Se se reduzir o processo penal à sua exclusiva realidade procedimental, não haverá como defender serem cautelares as prisões extraprocedimentais.
Não há dúvida de que observar o processo penal a partir dessa dimensão essencialmente procedimental, nele se buscando encerrar toda a lide, foi extremamente importante na solidificação do Estado Democrático de Direito, especialmente porque se enfatizou sobremaneira os direitos das partes no procedimento, dos quais se destacam os direitos de defesa. Em outras palavras, foi uma conquista.
Trata-se de uma vitória do pensamento liberal, limitando o debate às questões do crime específico que se está a investigar ou a acusar, refutando-se o debate da defesa social, dentre outros, que, no mais das vezes, com base em critérios de periculosidade, desprezavam os direitos de defesa em prol de um quase determinismo, descaracterizando o réu enquanto sujeito de direito, tornando-o objeto da pretensão punitiva, a quem chamava de delinqüente.
A concepção liberal, contudo, acabou por caracterizar o processo como uma mera relação jurídica estabelecida entre as partes e o Estado-juiz, de aí extraindo conclusões de que as razões e os fundamentos do processo apenas se assentavam nas suas próprias necessidades. Todo o processo penal, modernamente, desenvolveu-se nesse ambiente, com destaque a teoria do processo cautelar.
Isolaram-se, com isso, do processo, discussões externas ao próprio fato delitivo, tolhendo-se o debate sobre as repercussões do fato delitivo sobre outros direitos fundamentais ou bens coletivos constitucionais fora do procedimento mas igualmente atingidos pelo crime; vale dizer, o processo penal desprendeu-se, juridicamente, de suas funções de estabilização e de tranqüilização do meio social, erguendo fortes muros dentro dos quais o debate passou a centrar-se, exclusivamente, no fato criminoso isolado das conseqüências outras que causara no meio social.
Todavia, essa compreensão jurídica estritamente procedimental acaba por obnubilar as complexas funções que o processo criminal cumpre na proteção de direitos fundamentais e de bens coletivos constitucionais outros que não aqueles que se encontram em debate no procedimento.
★ ★ ★ ★ ★ ★ ★
[O QUE FAZER]:
Copie do texto sobre processo penal acima o trecho que começa em "Não há dúvida" e segue até "chamava de delinqüente.".

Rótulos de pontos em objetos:
★ ★ ★ ★ ★ ★ ★
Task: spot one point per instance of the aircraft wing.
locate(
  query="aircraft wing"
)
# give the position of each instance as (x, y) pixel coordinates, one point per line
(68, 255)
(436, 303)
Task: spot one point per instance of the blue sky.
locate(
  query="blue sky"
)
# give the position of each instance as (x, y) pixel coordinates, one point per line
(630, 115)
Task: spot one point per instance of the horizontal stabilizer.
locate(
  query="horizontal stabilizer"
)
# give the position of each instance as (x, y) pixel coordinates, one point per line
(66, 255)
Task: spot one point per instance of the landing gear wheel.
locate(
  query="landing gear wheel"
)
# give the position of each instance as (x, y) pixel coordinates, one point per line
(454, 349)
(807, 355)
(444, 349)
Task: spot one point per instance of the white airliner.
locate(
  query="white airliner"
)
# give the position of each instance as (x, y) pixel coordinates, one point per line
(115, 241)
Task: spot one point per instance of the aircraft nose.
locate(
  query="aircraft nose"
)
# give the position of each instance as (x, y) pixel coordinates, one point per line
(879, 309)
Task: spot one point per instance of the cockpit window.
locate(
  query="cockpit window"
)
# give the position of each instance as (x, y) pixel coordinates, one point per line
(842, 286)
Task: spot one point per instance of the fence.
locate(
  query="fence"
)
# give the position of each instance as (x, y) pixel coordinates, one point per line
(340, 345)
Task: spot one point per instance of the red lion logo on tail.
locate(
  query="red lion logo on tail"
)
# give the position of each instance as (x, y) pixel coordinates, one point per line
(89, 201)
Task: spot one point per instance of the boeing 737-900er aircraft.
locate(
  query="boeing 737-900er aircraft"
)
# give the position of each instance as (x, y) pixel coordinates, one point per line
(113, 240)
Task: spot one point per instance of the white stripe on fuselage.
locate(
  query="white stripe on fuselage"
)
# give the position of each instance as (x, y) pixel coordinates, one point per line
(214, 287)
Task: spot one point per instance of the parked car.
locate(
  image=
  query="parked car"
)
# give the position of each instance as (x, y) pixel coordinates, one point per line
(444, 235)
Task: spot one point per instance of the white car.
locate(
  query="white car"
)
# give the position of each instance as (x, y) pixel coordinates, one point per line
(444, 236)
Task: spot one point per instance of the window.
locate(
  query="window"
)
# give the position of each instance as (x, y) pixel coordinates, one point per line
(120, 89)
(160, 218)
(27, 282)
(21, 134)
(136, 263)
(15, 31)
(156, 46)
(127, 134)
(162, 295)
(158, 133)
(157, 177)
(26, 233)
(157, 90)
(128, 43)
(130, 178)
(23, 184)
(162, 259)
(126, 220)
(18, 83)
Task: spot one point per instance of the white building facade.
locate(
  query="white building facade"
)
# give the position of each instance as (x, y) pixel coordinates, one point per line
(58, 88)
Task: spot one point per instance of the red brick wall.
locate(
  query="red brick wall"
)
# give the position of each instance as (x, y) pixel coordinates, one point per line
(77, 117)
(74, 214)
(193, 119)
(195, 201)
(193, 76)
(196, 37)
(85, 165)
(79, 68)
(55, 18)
★ ★ ★ ★ ★ ★ ★
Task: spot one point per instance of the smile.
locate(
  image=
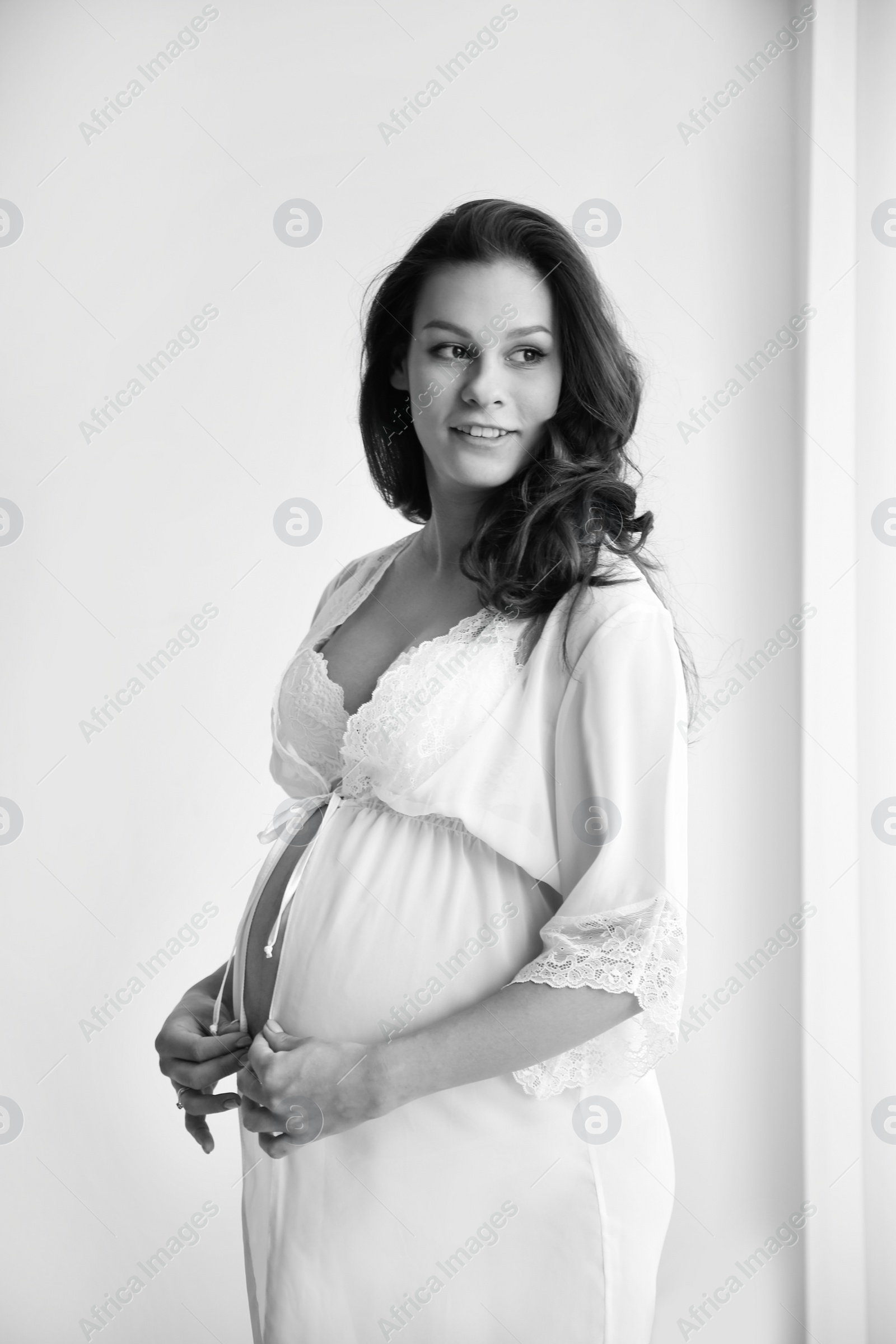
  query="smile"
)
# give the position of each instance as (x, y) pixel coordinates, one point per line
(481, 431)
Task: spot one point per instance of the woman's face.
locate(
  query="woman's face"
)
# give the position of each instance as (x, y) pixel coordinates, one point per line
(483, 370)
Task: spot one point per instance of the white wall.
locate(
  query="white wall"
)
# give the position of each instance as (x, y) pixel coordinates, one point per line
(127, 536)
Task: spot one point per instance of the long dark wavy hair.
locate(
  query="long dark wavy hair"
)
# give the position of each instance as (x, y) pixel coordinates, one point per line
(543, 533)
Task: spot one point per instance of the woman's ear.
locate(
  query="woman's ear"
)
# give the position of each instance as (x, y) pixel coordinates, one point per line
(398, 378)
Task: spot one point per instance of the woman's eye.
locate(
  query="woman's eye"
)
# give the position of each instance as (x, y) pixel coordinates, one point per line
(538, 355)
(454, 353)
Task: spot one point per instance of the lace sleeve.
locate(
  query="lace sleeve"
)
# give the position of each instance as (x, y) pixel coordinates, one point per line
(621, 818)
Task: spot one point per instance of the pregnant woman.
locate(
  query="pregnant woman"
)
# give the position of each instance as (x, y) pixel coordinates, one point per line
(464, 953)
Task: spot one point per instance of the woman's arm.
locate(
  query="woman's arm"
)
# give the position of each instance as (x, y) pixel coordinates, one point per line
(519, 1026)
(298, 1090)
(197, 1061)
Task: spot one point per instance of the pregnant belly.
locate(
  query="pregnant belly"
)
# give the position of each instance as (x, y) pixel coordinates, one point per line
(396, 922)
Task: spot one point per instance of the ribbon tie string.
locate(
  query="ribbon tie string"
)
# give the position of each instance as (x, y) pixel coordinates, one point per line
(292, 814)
★ ★ ★ ★ ★ ★ ★
[RESPOSTA]:
Não há dúvida de que observar o processo penal a partir dessa dimensão essencialmente procedimental, nele se buscando encerrar toda a lide, foi extremamente importante na solidificação do Estado Democrático de Direito, especialmente porque se enfatizou sobremaneira os direitos das partes no procedimento, dos quais se destacam os direitos de defesa. Em outras palavras, foi uma conquista.
Trata-se de uma vitória do pensamento liberal, limitando o debate às questões do crime específico que se está a investigar ou a acusar, refutando-se o debate da defesa social, dentre outros, que, no mais das vezes, com base em critérios de periculosidade, desprezavam os direitos de defesa em prol de um quase determinismo, descaracterizando o réu enquanto sujeito de direito, tornando-o objeto da pretensão punitiva, a quem chamava de delinqüente.